**** TEXT PASSAGE ****

Bug#555733: libcgi-pm-perl: CGI::Utils::escape encodes wrongly to UTF-8

Niko Tyni Wed, 11 Nov 2009 11:41:12 -0800

# housekeeping
close 555733 3.43-1
tag 555733 lenny
thanks

On Wed, Nov 11, 2009 at 03:09:13PM +0200, Jukka Laaksola wrote:
> Package: libcgi-pm-perl
> Version: 3.38-2
> Severity: important
> Tags: l10n patch
 
> I had problems with ISO-8859-1 query_strings with CGI.pm and found that
> the reason is CGI::Utils::escape. There is a Perl ticket #49055 about that
> and also Debian bug #516129
>  
> The patch of Niko Tyni at
> http://bugs.debian.org/cgi-bin/bugreport.cgi?bug=516129#30
> fixes the problem.
> 
> It's fixed in Debian perl-modules 5.10.1~rc2-1, but i am using Debian
> 5.0/lenny. Is there any plan to fix this escape bug in Debian lenny also?
> 
> I have mailed directly to Niko Tyni and he suggested to file a bug
> against  libcgi-pm-perl/3.38-2. But the CGI/Utils.pm of perl-modules package
> returns also incorrect query_string.


Just for clarification: the perl-modules package contains the module
versions released with the Perl core, and the separate libcgi-pm-perl
package is provided for those who need a newer (and thus hopefully
improved) version of CGI.pm.

Assuming we want to fix this for lenny, I think it therefore makes more
sense to do it in libcgi-pm-perl than in perl-modules. I'm open to other
suggestions though.

As for whether this meets the stable update criteria: I think the impact
is big enough for a fix and this is a regression from Etch, I'm just a
bit afraid of it breaking something else. While that does seem improbable,
I'd love to hear the opinions of others in the Debian Perl group.

I'm attaching an updated patch for 3.38-2, including the related test
suite improvement.
-- 
Niko Tyni   [email protected]

>From d7693f941c03c692a69635f2fcd3526c3c4731b1 Mon Sep 17 00:00:00 2001
From: Niko Tyni <[email protected]>
Date: Wed, 11 Nov 2009 21:07:17 +0200
Subject: [PATCH] Fix unwanted ISO-8859-1 -> UTF-8 conversion in CGI::Util::escape(). (Closes: #555733)

---
 debian/changelog                     |    7 +++
 debian/patches/cgi-util-escape.patch |   89 ++++++++++++++++++++++++++++++++++
 debian/patches/series                |    1 +
 3 files changed, 97 insertions(+), 0 deletions(-)

****

__REQUIREMENTS__:
List each file path named in the change summary at the end of the bug report above.

**** INFORMATION SHOWN ****

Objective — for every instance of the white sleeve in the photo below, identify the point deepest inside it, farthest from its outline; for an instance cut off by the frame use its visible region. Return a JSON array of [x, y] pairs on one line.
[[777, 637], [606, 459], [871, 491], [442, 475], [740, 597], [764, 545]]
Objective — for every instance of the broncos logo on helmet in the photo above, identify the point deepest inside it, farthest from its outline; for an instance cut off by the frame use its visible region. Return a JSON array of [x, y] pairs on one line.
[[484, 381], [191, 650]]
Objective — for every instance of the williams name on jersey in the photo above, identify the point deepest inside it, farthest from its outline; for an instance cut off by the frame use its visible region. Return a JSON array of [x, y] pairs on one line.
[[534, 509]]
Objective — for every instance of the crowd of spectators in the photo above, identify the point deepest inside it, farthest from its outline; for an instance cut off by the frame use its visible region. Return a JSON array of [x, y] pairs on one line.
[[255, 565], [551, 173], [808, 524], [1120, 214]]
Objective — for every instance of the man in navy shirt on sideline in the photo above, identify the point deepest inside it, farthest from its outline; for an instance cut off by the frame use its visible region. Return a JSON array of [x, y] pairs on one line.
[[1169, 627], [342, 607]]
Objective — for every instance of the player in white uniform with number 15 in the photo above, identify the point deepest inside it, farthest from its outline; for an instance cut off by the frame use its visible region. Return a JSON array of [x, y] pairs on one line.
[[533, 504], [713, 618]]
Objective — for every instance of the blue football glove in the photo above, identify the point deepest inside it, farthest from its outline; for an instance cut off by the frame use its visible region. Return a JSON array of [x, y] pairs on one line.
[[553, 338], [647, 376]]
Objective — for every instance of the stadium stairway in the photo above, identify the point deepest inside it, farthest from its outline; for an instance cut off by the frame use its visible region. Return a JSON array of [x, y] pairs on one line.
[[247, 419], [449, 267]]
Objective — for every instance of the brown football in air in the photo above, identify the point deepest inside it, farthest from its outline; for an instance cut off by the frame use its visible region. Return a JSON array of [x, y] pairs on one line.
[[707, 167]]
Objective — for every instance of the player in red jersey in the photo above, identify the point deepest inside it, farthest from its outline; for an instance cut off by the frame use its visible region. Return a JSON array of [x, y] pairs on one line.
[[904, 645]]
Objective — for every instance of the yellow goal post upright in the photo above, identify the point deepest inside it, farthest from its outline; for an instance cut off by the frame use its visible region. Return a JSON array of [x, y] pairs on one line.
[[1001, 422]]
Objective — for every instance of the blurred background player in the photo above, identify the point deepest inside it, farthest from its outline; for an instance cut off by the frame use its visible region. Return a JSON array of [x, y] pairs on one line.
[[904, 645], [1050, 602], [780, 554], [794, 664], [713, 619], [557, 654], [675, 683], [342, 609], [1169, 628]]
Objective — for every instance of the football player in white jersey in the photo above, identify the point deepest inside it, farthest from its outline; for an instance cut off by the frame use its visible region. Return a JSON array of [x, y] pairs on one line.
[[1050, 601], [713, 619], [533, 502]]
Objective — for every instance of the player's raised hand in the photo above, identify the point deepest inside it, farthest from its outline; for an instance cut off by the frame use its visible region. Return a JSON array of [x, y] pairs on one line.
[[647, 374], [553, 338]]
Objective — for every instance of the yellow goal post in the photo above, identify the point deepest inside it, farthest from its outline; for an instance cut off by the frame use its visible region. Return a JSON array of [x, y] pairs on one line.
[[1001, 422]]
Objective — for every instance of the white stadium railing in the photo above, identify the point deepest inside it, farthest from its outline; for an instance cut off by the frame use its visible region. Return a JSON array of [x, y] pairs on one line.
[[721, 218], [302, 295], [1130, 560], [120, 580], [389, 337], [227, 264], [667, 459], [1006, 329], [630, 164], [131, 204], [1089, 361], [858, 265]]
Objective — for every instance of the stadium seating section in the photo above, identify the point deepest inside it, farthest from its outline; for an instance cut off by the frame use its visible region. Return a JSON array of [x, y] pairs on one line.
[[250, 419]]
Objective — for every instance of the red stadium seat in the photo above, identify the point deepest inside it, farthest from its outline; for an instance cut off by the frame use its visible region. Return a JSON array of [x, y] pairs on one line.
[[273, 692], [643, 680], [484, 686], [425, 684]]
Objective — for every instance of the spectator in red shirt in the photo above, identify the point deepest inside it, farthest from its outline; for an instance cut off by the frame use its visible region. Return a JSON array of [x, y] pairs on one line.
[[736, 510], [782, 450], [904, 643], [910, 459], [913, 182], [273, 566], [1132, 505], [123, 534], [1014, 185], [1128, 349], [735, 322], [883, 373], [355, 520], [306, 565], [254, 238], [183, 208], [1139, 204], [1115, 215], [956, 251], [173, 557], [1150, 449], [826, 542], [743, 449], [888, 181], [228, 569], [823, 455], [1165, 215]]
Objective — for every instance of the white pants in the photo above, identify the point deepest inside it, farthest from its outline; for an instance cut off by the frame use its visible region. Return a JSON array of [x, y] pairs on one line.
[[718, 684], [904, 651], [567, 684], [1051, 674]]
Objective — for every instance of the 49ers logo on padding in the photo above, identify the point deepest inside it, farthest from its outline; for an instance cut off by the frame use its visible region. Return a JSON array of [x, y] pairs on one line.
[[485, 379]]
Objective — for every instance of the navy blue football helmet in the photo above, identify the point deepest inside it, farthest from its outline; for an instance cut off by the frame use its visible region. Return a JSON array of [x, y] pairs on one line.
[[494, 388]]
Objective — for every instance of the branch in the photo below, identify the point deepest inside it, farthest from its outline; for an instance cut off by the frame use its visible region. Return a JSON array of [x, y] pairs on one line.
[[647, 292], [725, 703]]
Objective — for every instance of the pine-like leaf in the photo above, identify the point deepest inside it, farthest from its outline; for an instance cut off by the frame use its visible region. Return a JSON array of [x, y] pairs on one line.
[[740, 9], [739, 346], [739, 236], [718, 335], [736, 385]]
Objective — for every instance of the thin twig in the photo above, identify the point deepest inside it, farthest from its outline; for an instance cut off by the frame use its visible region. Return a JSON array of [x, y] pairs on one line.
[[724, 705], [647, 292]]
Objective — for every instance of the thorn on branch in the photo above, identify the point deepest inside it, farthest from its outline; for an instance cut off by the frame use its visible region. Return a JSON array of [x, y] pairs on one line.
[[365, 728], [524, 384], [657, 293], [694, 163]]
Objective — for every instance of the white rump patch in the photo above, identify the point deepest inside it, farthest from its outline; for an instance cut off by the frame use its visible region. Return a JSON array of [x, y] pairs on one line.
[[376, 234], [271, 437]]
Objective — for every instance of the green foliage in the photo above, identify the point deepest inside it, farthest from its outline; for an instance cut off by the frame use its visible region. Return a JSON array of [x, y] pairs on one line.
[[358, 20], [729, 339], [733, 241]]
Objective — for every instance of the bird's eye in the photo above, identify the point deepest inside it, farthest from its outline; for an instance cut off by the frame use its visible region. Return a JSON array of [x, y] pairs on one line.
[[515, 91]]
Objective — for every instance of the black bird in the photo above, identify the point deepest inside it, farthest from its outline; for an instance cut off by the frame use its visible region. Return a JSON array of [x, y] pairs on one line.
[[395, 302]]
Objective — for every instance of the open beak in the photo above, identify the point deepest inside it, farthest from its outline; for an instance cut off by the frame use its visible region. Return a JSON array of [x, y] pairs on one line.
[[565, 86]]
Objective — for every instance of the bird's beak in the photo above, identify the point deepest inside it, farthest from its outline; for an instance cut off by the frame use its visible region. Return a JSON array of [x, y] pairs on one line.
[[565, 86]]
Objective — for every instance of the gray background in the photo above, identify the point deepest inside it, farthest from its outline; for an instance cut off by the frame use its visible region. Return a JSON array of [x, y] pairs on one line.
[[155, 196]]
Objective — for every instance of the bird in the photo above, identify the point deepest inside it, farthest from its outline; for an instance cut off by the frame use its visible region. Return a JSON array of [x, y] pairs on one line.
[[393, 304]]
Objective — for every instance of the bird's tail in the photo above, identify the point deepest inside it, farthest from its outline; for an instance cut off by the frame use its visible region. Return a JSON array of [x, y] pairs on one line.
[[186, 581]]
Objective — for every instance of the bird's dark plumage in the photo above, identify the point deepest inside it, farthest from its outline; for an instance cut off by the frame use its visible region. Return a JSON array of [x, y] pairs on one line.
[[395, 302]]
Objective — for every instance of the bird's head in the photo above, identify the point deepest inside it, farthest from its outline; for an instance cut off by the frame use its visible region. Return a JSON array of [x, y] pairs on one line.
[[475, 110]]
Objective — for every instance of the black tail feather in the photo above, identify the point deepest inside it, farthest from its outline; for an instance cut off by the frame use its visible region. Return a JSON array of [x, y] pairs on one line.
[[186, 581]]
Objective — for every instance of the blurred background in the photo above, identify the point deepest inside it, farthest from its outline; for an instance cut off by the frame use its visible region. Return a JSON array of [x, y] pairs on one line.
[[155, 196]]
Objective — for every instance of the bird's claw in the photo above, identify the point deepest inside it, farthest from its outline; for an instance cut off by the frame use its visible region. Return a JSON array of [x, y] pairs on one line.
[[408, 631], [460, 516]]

****

__TASK OUTPUT__:
- debian/changelog
- debian/patches/cgi-util-escape.patch
- debian/patches/series